> LESETEXT
☆ ☆ ☆ ☆

# Freut Ihr Euch über die Ankündigung von Diablo 3?



## Shadaim (1. Juli 2008)

*Herzlich willkommen zur wöchentlichen buffed-Umfrage.*

*Worum geht's überhaupt?*
In diesem Forum stellen wir Euch regelmäßig neue Fragen rund um die Welt der Online-Rollenspiele. 
Die Ergebnisse besprechen wir übrigens jeden Freitag in unserer wöchentlichen MP3-Talkrunde, dem buffedCast (HIER KLICKEN).

*Das Thema der Woche:*
In dieser Woche wollen wir wissen, welches Musikgenre hört Ihr beim Spielen am liebsten hört. 

Viel Spaß beim Abstimmen und Kommentieren wünscht
Euer buffed-Team


----------



## Nerezza (1. Juli 2008)

Shadaim schrieb:


> *Das Thema der Woche:*
> In dieser Woche wollen wir wissen, welches Musikgenre hört Ihr beim Spielen am liebsten hört.
> 
> Viel Spaß beim Abstimmen und Kommentieren wünscht
> Euer buffed-Team




hmm fehler??? 


			Dieser Inhalt steht nur eingeloggten Mitgliedern zur Verfügung.
        




also zum thema diablo ... ich hab die ersten beiden teile leider nicht gezockt werde mir aber bald mal d2 ansehen weil mich schon interessieren würde ... d3 sieht gut aus und wird bestimmt ein nettes game .. mal abwarten was die zukunft so bringt


----------



## Tiiademia (1. Juli 2008)

Hätte mich 1000mal mehr über World/Universe of Starcraft gefreut. Das wäre der absolute Kracher geworden!!

Aber so, wieder nur eine Fortsetzung. Schön für die Leute unter euch die Fans dieser Reihe sind, für mich ist das leider nix...


----------



## Aliceschwarz (1. Juli 2008)

Freue mich total auf Diablo 3! Ich hoffe auch, dass Blizzard nicht allzu viel verändert. Mir persönlich würde es reichen, wenn sie nur die Grafik aufmöbeln, der Rest war schon bei Diablo 2 perfekt!


----------



## Siu (1. Juli 2008)

Freue mich tierisch über Diablo3. Hoffentlich darf man es dann schon 2009 mit Freude kaufen, kann es kaum erwarten. Erstma nostalgisch Diablo2 und LoD installieren :>


----------



## Sempai02 (1. Juli 2008)

Ich habe mal Punkt 2 gewählt. Diablo 1 und 2 waren schon ganz nett und haben auch Spaß gemacht,nur konnte ich mich nie in den Itemwahn reinsteigern wie manch anderer - kann ich heute bei MMOGs genauso wenig. Ich bin einfach ein Storyspieler,der Spiele ein paar mal durchspielt alle x Jahre. Von daher werde ich auch D 3 kaufen,durchspielen und dann 1-2 Jahre später nochmal auspacken.

☆ ☆ ☆ ☆

Gesammelte Daten

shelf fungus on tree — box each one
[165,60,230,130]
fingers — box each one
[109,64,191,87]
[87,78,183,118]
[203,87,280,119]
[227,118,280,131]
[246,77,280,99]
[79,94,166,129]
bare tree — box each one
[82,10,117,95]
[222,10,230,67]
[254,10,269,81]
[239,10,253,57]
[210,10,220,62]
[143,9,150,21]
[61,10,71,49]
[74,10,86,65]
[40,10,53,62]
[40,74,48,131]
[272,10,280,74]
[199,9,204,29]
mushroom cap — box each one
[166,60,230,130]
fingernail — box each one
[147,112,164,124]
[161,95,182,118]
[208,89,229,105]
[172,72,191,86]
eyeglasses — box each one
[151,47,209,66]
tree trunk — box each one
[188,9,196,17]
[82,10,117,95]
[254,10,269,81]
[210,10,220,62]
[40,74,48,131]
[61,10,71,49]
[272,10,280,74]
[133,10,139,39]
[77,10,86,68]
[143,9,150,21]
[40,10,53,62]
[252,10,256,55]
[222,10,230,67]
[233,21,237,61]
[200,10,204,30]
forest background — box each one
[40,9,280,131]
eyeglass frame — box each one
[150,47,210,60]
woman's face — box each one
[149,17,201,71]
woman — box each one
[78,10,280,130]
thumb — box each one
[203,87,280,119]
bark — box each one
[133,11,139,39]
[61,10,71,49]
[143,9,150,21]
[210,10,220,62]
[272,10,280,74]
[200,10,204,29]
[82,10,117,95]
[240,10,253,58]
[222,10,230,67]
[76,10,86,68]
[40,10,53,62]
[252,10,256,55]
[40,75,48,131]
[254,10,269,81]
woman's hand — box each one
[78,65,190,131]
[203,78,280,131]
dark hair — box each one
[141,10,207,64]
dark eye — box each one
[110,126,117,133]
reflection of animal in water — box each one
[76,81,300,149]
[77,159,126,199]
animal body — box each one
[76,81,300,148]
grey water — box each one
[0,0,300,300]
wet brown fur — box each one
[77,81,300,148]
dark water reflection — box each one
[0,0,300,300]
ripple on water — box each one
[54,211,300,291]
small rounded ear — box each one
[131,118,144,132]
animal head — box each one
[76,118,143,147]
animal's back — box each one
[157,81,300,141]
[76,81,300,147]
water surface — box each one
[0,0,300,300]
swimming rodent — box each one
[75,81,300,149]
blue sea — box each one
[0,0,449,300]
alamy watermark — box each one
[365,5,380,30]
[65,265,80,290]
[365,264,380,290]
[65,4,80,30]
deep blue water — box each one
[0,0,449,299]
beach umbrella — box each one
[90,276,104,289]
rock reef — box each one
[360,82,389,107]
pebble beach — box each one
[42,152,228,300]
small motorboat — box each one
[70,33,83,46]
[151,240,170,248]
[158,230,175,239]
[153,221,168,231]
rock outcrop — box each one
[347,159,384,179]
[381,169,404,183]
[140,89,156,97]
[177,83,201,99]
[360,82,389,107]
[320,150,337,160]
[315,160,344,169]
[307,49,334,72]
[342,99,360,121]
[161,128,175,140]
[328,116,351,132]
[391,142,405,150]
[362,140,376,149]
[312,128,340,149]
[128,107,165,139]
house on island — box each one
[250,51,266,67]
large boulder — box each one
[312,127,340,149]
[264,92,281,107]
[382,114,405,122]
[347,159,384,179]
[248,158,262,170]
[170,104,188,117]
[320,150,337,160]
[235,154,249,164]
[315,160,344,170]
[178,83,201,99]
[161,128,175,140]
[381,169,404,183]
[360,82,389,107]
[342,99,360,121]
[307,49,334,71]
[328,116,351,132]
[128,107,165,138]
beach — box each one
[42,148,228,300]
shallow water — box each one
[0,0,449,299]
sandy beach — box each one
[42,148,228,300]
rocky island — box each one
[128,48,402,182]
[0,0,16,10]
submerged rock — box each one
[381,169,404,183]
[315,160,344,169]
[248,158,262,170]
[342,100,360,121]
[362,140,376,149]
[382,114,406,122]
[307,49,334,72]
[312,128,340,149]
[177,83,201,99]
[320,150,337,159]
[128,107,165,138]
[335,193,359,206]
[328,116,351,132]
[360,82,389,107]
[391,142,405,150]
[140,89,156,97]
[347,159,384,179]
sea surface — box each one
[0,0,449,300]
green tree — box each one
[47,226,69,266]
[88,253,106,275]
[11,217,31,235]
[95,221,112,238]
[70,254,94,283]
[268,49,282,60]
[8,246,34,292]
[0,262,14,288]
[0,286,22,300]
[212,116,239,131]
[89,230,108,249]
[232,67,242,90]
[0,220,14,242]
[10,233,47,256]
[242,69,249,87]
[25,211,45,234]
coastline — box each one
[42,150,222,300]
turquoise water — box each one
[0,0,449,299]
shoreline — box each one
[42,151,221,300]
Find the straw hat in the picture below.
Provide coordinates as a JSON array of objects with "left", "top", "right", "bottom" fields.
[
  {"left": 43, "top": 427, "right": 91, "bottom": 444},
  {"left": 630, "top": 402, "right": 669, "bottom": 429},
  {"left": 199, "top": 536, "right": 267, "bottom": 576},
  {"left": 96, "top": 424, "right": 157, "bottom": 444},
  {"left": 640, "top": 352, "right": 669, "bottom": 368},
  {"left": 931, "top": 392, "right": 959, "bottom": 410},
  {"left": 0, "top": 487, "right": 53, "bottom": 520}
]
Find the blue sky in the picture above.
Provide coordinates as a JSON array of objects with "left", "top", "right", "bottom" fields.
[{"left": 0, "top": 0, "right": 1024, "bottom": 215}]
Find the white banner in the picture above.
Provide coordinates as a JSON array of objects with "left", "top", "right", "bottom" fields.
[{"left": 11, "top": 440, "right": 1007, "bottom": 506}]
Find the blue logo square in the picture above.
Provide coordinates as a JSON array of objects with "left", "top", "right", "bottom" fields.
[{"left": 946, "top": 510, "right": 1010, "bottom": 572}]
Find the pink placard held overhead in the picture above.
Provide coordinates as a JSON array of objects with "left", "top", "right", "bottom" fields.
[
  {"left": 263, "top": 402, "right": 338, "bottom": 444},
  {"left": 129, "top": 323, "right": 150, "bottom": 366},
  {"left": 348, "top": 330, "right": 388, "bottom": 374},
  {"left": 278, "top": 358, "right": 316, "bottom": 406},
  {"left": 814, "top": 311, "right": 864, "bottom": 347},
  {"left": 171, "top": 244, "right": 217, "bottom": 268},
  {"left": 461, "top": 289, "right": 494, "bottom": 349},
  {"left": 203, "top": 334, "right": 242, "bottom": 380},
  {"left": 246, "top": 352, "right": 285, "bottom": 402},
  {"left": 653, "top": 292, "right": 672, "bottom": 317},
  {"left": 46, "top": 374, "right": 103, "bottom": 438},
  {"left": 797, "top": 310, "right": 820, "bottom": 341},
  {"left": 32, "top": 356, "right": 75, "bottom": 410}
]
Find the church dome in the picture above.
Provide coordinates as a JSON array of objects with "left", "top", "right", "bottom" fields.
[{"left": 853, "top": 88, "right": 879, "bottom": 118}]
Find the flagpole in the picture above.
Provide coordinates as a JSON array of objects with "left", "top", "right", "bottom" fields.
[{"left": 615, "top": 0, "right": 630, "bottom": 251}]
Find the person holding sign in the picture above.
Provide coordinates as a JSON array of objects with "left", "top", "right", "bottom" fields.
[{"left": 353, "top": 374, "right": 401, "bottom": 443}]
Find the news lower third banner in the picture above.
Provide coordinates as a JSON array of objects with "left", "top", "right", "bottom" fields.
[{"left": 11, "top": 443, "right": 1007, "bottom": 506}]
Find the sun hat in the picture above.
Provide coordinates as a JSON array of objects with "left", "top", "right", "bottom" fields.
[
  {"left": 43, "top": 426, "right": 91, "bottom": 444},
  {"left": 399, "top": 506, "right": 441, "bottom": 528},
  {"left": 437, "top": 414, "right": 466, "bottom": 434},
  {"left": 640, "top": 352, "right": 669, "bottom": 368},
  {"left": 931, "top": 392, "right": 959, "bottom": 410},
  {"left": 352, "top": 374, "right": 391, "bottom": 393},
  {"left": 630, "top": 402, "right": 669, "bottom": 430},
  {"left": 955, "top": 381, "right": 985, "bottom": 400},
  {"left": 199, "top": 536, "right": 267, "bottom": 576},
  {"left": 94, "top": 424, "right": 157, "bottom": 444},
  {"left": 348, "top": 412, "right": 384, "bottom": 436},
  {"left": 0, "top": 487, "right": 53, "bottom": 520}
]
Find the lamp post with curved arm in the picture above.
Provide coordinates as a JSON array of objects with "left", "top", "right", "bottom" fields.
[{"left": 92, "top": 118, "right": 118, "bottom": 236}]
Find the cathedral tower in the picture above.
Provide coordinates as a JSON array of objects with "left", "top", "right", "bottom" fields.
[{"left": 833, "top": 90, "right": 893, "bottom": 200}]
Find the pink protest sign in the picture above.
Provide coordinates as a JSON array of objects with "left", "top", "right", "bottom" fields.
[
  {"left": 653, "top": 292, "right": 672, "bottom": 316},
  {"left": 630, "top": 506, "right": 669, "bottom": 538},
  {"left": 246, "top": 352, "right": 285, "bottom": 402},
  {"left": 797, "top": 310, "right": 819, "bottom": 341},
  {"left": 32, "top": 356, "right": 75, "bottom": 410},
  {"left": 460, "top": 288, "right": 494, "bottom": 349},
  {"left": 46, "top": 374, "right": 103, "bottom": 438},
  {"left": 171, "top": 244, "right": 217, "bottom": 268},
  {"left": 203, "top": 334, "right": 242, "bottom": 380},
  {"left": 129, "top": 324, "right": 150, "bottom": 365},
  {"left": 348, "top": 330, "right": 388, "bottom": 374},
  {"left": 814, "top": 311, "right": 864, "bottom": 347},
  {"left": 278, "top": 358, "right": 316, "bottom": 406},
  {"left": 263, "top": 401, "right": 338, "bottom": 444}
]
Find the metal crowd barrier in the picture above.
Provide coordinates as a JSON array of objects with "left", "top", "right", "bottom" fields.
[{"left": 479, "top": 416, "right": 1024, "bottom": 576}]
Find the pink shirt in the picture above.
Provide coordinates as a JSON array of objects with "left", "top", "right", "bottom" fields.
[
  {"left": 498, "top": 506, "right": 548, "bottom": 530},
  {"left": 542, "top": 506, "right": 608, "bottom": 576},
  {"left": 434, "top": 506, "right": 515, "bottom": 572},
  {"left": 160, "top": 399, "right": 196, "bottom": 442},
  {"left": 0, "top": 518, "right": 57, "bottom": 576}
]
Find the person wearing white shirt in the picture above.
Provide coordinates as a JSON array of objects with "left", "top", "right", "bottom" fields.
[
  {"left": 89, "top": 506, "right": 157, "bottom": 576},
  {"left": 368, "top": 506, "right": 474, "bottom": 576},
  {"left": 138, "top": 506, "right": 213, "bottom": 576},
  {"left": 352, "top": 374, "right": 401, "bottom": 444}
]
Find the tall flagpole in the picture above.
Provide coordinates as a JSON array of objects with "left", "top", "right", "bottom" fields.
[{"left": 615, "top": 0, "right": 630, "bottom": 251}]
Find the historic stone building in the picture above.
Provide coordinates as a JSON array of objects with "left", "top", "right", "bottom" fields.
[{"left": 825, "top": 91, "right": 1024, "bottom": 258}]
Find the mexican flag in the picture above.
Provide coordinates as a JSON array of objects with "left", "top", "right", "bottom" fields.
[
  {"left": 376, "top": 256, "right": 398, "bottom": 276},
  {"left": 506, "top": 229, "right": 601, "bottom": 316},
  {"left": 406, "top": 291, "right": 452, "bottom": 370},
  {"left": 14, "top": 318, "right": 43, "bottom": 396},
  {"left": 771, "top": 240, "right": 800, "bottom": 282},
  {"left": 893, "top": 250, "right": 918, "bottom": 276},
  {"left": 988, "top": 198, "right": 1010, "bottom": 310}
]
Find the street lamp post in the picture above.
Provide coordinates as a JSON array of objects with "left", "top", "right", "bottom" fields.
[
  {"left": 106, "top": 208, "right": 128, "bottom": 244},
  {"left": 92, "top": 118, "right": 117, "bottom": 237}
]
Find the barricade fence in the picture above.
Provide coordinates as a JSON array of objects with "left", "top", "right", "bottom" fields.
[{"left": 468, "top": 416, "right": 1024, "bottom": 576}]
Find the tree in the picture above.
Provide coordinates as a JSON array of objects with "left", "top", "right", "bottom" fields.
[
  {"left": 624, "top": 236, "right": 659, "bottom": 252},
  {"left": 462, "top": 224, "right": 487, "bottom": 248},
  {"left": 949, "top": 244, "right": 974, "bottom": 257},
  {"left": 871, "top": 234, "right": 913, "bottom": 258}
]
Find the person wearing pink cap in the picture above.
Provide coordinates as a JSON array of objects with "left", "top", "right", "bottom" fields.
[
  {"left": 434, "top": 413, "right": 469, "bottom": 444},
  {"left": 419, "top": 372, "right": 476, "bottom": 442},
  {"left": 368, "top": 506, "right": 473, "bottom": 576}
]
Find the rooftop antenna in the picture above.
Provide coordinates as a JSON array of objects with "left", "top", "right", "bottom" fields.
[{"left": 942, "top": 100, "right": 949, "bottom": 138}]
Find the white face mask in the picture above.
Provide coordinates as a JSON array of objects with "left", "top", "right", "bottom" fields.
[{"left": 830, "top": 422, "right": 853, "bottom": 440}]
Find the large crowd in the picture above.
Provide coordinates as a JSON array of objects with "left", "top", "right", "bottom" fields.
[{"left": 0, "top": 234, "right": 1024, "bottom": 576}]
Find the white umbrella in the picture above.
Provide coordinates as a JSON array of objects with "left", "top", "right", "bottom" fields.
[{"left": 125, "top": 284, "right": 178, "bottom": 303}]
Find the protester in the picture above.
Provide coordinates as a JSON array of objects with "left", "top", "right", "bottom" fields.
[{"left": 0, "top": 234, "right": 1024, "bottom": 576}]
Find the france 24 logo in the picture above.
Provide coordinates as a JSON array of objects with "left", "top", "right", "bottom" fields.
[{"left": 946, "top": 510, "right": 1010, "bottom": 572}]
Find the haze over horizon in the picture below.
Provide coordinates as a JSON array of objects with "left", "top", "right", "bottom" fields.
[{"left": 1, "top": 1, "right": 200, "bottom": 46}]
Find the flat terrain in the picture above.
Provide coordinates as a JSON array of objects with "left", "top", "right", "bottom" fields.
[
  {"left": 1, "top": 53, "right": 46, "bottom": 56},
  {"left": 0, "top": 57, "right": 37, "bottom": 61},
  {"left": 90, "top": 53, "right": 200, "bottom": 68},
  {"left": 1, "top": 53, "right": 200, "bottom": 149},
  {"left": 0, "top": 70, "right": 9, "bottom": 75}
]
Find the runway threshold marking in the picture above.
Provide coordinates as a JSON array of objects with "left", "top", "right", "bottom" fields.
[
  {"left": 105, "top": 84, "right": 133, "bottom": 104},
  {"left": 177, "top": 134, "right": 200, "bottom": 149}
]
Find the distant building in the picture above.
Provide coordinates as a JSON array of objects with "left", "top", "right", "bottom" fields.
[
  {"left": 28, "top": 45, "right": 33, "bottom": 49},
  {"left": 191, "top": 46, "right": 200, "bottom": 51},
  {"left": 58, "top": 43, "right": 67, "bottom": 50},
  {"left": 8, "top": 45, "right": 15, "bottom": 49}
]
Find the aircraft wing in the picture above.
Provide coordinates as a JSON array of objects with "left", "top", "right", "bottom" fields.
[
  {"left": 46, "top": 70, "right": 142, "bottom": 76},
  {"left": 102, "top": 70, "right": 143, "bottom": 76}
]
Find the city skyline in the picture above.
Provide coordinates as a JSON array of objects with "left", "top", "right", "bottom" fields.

☆ ☆ ☆ ☆

> AUFGABENSTELLUNG
Geben Sie aus dem Forumsthread zu Diablo 3 den Abschnitt von „also zum thema“ bis einschließlich „Tiiademia (1. Juli 2008)“ wortgetreu wieder. Das Material wird für die Bearbeitung nicht benötigt.

> LÖSUNG
also zum thema diablo ... ich hab die ersten beiden teile leider nicht gezockt werde mir aber bald mal d2 ansehen weil mich schon interessieren würde ... d3 sieht gut aus und wird bestimmt ein nettes game .. mal abwarten was die zukunft so bringt


----------



## Tiiademia (1. Juli 2008)